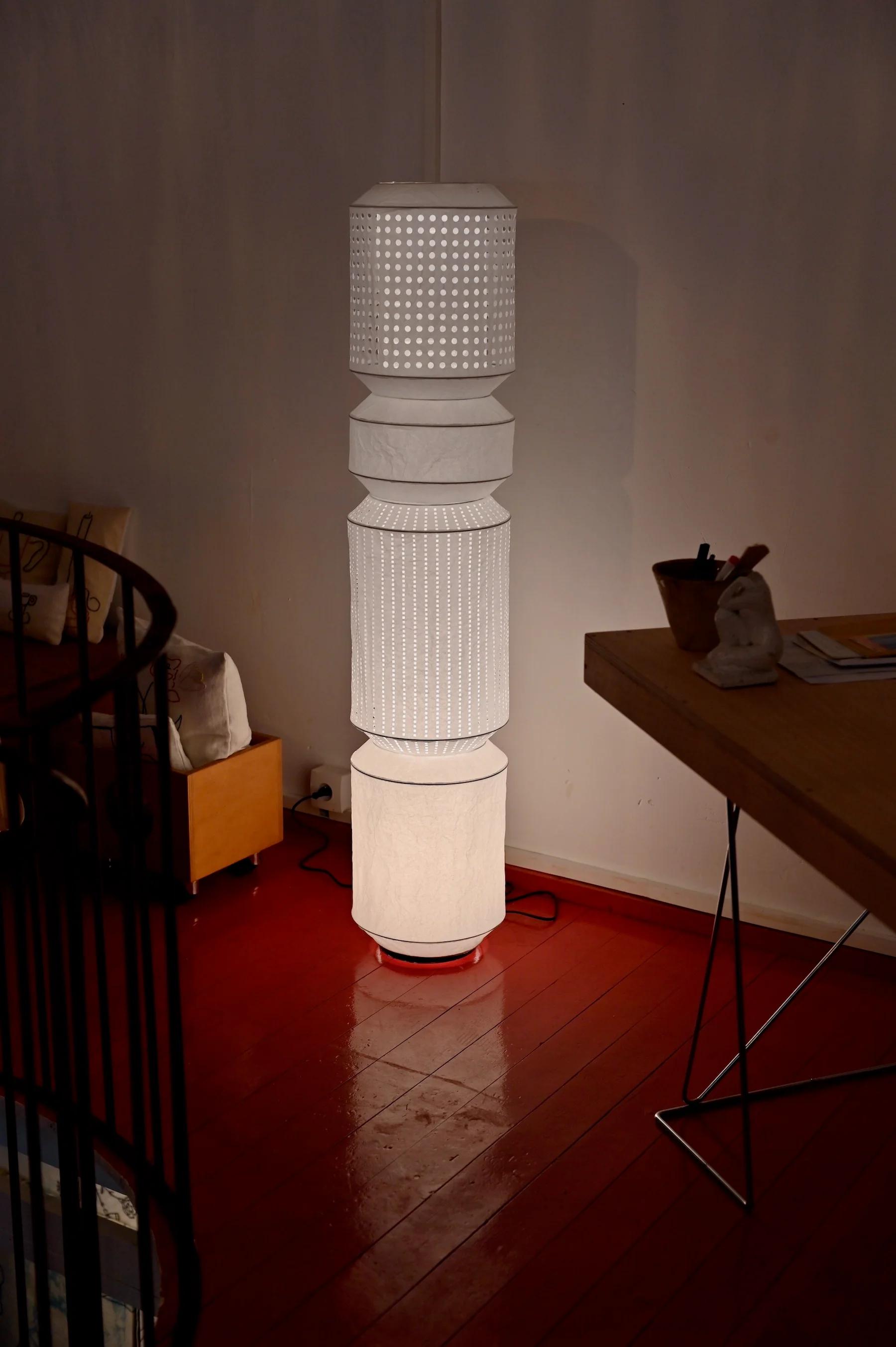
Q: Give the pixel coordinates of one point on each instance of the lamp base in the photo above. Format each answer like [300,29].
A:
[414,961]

§

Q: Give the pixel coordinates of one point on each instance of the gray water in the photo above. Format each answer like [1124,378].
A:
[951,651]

§

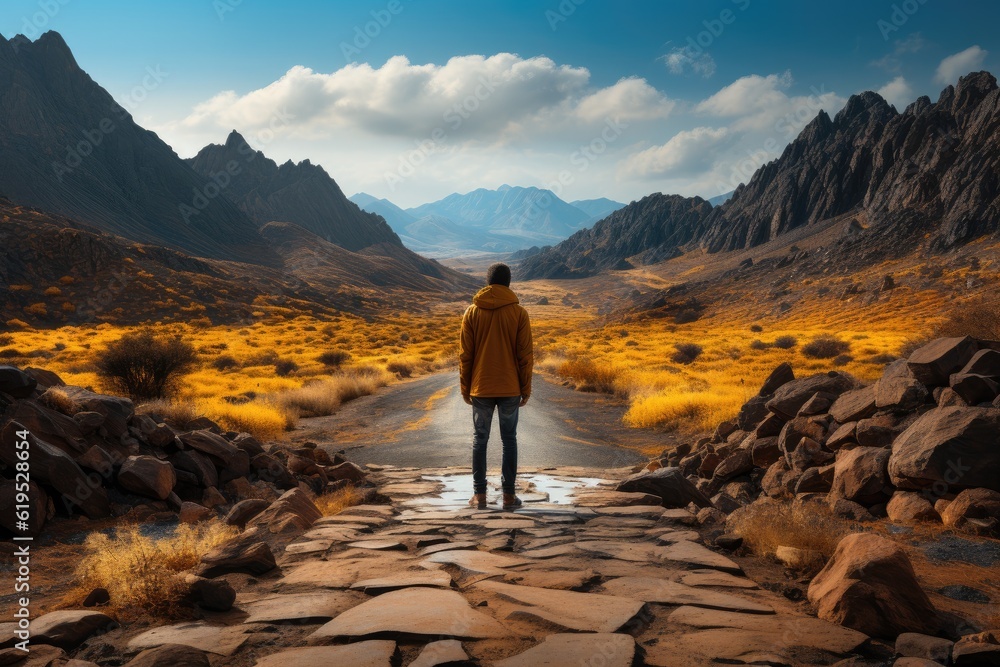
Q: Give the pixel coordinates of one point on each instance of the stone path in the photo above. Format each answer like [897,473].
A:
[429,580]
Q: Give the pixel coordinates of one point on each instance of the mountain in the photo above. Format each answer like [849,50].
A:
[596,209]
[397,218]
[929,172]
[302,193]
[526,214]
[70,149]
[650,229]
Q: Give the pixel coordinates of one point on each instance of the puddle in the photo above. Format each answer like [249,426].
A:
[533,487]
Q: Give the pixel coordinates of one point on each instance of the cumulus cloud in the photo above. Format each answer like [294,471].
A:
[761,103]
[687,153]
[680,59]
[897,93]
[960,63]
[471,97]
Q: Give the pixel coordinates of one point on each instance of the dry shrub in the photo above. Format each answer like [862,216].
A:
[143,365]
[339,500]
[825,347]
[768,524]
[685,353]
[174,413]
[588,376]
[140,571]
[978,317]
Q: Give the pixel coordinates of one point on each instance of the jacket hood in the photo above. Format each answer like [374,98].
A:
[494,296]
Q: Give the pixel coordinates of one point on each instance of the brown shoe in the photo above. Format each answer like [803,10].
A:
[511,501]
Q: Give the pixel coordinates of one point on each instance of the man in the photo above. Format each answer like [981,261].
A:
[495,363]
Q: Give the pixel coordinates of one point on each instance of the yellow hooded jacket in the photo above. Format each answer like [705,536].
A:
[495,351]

§

- **WHAT YOU WILL DO**
Identify every line in the material above that contains the string "jacket" and copy each of those lines in full.

- **SOLUTION**
Q: Give the pixel coordinates of one point on each instance of the jacket hood in the photo above. Format each answer like [374,98].
Q: Give the pixel coordinates of one point on each instance of the yellow hooded jacket in the photo above. Format each answer like [705,536].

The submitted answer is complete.